Supplied passage >>
↓↓↓

The time period fits and that’s a plus for this show which features simply bombastic behavior and more or less outlandish dialog, playing a mercurial role against up-to-date savoir faire. It works just nicely for a flamboyant Peter Pan-ish woman-of-means living in the heyday of culture rebellion.
In The Vortex, Nicky Lancaster brings his fiancée, Bunty, home to introduce her to his famous mother, stage actress Florence Lancaster. Nicky is shocked to discover that Florence has taken a much-younger lover. There is an immediate clash of jealously between Bunty and Fl0rence over Nicky’s attention. Then there is the uncomfortableness of Florence’s boy-toy Tom and his past “acquaintance” with Bunty. Everyone’s emotions publically play out and when Bunty ditches Nicky to run off with Tom, Florence and Nicky are forced to confront very ugly truths about themselves.
Lead character Florence Lancaster is by dictionary definition the epitome of vanity. She is a woman who simply cannot face the inevitability of age. Her denial is so deep that neither marriage, nor motherhood, nor mirrors of any sort can penetrate the never-ending fabulous of her life. Because if they did she would be utterly destroyed. She has and continues to carry on with younger lovers, London socials, gatherings at the country house and whatever diversion she can concoct to keep herself and her friends locked in a magical “present”. And it’s killing all of her relationships.
Nicky Lancaster is the more or less neglected son of the household. He has grown up without a care in the world and all the money and privileges anyone could want, but is lacking in the single ingredient he desires — real love from his mother. With Bunty’s departure Nicky is vicious in his attack at a genuinely in the dark Florence. His repressed anger turns almost to violence against a Florence who doesn’t understand his behavior. She is truly beyond comprehending the seriousness of her parental lack and the consequences that Nicky is pushing right into her face. In fact, both of their behaviors are entirely disturbing, adults unable to be adults, as they are. Accusations and guilt trips and an inability to reason with or face reality by both of them.

↑↑↑

Problem set >>
a) In the review of The Vortex, switch "vicious" to "savage" and restate the passage, beginning at the words "Nicky Lancaster is" and stopping after "both of them.".
b) Which characters from The Vortex does the review name?
c) According to the review of The Vortex, what is Florence Lancaster's profession?
The data after this point comes from a different source than the review.

Recorded data >>
↓↓↓

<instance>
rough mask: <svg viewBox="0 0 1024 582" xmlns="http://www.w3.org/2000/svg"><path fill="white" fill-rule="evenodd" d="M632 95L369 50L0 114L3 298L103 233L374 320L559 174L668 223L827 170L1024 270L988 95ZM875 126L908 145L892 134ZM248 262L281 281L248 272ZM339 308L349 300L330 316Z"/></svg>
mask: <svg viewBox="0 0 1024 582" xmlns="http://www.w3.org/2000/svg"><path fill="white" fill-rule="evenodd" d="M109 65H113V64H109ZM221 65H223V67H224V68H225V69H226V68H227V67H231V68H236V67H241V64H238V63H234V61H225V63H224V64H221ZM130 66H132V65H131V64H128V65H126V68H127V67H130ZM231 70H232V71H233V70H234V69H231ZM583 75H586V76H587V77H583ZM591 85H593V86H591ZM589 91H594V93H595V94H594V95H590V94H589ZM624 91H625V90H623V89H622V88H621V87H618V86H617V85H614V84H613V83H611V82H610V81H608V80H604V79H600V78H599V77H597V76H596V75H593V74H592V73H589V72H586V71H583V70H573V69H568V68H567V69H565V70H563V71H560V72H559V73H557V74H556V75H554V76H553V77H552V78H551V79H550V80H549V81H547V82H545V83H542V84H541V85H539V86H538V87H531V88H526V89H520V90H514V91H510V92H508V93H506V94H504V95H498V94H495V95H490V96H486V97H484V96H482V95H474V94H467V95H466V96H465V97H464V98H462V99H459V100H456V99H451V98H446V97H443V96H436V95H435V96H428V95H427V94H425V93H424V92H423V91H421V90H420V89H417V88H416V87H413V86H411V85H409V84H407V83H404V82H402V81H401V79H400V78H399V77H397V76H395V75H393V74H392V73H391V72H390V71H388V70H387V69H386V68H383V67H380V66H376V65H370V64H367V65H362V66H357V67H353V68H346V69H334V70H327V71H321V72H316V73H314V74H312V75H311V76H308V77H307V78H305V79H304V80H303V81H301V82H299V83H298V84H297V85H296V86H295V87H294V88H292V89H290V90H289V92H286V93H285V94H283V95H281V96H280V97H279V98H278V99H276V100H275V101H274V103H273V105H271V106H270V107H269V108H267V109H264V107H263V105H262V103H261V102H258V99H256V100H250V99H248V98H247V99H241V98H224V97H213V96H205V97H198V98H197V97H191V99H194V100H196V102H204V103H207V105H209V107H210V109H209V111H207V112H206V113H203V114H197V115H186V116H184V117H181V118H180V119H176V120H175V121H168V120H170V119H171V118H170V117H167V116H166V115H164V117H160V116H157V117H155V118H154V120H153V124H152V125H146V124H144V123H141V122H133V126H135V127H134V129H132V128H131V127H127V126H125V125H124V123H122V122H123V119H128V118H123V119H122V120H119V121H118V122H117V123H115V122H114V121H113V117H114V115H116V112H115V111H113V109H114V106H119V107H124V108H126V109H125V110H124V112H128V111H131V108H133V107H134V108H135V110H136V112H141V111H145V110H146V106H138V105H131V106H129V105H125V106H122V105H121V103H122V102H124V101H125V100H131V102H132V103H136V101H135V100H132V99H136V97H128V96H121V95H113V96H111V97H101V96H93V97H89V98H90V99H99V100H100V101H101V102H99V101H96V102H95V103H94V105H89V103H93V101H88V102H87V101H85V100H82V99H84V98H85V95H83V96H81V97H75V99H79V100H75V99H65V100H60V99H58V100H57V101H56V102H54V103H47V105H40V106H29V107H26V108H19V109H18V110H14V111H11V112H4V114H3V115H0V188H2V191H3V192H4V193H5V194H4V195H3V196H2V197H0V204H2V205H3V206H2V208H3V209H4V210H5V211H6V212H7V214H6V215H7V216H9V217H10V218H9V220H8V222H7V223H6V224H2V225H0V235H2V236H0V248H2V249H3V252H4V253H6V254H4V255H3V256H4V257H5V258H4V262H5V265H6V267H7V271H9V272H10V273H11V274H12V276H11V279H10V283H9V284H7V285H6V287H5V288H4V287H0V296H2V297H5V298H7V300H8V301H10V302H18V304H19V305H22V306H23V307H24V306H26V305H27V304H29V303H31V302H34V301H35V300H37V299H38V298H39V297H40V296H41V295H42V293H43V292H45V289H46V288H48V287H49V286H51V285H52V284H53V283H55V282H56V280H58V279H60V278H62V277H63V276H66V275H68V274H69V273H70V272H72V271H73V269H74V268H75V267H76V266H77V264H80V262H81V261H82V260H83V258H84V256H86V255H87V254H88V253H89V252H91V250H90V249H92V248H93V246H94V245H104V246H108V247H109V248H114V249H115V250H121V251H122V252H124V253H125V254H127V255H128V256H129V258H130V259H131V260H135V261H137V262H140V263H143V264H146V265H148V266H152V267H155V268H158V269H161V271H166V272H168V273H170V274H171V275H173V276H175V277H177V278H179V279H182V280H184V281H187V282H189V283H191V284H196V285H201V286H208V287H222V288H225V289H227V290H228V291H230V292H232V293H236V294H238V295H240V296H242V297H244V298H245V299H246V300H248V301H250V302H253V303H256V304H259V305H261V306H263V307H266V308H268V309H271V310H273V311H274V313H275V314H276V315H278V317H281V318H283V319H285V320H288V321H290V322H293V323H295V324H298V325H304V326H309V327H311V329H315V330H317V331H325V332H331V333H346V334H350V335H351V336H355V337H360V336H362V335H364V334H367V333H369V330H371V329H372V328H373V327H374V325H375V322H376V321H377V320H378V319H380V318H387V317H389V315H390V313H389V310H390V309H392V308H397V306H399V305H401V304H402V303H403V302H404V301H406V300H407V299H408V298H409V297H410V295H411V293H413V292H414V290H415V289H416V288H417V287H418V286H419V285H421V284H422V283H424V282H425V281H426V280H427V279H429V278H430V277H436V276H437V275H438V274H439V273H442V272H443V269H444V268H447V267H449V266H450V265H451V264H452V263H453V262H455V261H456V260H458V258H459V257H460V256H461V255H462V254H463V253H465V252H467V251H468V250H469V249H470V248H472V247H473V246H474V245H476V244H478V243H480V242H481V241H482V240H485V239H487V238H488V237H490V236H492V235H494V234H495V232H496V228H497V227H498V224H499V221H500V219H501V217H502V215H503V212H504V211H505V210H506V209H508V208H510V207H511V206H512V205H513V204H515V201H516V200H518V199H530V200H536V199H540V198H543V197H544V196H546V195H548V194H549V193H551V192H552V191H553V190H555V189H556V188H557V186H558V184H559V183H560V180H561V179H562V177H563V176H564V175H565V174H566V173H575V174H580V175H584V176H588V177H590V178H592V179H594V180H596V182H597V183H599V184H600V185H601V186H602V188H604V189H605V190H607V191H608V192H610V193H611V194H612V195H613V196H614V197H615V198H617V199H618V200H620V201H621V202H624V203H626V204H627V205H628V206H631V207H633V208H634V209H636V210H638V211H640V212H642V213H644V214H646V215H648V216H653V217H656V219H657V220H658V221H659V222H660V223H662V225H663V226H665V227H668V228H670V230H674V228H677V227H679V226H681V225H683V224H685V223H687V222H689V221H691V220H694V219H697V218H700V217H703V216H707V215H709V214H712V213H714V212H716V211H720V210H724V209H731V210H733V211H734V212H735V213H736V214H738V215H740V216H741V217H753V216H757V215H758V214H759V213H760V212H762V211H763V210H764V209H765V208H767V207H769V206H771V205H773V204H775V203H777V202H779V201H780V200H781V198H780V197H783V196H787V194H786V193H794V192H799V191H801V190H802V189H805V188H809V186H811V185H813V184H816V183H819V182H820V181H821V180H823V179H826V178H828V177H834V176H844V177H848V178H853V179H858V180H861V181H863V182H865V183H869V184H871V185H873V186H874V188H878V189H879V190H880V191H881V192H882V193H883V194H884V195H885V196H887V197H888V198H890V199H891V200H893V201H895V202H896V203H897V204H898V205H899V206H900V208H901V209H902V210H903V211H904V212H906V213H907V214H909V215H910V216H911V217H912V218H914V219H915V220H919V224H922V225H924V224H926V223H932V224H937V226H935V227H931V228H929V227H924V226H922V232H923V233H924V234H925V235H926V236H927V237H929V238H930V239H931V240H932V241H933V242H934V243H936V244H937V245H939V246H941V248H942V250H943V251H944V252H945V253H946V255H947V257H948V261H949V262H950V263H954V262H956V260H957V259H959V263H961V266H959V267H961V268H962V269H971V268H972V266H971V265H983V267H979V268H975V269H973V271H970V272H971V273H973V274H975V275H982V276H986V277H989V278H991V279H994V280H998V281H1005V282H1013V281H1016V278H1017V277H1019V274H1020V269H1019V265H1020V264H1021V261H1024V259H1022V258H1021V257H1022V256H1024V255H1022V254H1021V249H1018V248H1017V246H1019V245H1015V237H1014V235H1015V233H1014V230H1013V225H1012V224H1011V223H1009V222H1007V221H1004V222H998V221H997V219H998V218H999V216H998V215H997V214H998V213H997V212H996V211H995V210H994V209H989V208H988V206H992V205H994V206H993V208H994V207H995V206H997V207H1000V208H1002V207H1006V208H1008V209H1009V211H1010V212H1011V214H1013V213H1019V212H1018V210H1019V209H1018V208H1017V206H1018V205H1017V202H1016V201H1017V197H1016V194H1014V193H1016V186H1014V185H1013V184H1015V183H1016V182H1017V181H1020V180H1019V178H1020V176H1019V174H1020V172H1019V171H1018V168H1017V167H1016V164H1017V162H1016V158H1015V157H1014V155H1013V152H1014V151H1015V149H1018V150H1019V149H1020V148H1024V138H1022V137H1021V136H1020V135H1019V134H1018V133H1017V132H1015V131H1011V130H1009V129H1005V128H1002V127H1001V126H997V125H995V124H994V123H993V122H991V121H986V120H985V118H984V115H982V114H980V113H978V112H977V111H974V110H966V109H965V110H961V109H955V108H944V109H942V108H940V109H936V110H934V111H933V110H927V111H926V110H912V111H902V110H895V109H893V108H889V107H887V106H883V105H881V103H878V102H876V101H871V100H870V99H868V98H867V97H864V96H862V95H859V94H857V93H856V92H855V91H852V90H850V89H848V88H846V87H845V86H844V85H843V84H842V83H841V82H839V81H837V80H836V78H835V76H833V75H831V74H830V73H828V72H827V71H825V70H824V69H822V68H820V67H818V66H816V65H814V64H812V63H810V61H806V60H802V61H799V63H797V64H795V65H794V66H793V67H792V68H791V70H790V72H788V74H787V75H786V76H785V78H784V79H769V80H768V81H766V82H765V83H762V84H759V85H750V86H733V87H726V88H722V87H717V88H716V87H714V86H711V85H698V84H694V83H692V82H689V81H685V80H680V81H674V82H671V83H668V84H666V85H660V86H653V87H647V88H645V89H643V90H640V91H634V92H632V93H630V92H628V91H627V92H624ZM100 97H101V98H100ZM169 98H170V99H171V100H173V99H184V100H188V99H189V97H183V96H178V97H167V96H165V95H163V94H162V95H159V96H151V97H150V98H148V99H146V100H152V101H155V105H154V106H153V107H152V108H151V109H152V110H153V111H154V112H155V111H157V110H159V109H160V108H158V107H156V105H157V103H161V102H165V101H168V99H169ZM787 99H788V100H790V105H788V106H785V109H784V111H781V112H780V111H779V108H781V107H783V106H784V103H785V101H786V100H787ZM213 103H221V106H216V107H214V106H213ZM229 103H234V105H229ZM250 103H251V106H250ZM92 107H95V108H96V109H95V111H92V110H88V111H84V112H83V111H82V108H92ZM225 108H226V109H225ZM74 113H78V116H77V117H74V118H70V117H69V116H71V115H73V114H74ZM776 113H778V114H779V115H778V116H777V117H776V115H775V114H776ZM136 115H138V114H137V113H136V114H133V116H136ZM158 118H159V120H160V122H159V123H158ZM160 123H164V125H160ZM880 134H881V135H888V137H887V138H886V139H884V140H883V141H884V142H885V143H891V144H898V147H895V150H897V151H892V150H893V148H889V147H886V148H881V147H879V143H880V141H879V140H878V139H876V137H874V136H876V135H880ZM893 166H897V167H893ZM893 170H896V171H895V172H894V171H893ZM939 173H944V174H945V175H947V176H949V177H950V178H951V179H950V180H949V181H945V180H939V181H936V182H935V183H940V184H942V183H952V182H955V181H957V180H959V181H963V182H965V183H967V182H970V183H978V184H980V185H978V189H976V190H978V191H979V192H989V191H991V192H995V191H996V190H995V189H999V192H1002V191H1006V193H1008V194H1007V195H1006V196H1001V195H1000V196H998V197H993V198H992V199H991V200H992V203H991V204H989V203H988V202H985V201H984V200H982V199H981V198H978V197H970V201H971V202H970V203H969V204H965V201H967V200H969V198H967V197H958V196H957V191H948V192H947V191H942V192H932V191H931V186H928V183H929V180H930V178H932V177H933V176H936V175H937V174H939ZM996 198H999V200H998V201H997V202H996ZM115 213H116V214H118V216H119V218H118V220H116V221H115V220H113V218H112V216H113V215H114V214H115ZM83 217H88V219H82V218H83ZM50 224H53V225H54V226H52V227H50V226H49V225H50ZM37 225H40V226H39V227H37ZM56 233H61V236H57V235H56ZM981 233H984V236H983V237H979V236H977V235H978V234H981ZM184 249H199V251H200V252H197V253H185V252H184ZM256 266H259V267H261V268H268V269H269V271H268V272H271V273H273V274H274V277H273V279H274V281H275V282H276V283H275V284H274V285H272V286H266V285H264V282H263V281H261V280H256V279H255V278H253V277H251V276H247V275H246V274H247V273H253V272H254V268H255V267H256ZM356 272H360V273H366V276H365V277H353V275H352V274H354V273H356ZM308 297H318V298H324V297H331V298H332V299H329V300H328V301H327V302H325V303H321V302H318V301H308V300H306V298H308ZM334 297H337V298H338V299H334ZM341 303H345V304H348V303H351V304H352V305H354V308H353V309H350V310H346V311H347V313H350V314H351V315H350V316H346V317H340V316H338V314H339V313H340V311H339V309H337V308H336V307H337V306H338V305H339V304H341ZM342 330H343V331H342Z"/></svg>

↑↑↑

Answers to the exercise >>
a)
Nicky Lancaster is the more or less neglected son of the household. He has grown up without a care in the world and all the money and privileges anyone could want, but is lacking in the single ingredient he desires — real love from his mother. With Bunty’s departure Nicky is savage in his attack at a genuinely in the dark Florence. His repressed anger turns almost to violence against a Florence who doesn’t understand his behavior. She is truly beyond comprehending the seriousness of her parental lack and the consequences that Nicky is pushing right into her face. In fact, both of their behaviors are entirely disturbing, adults unable to be adults, as they are. Accusations and guilt trips and an inability to reason with or face reality by both of them.

b) Nicky Lancaster, Bunty, Florence Lancaster, Tom

c) She is a stage actress.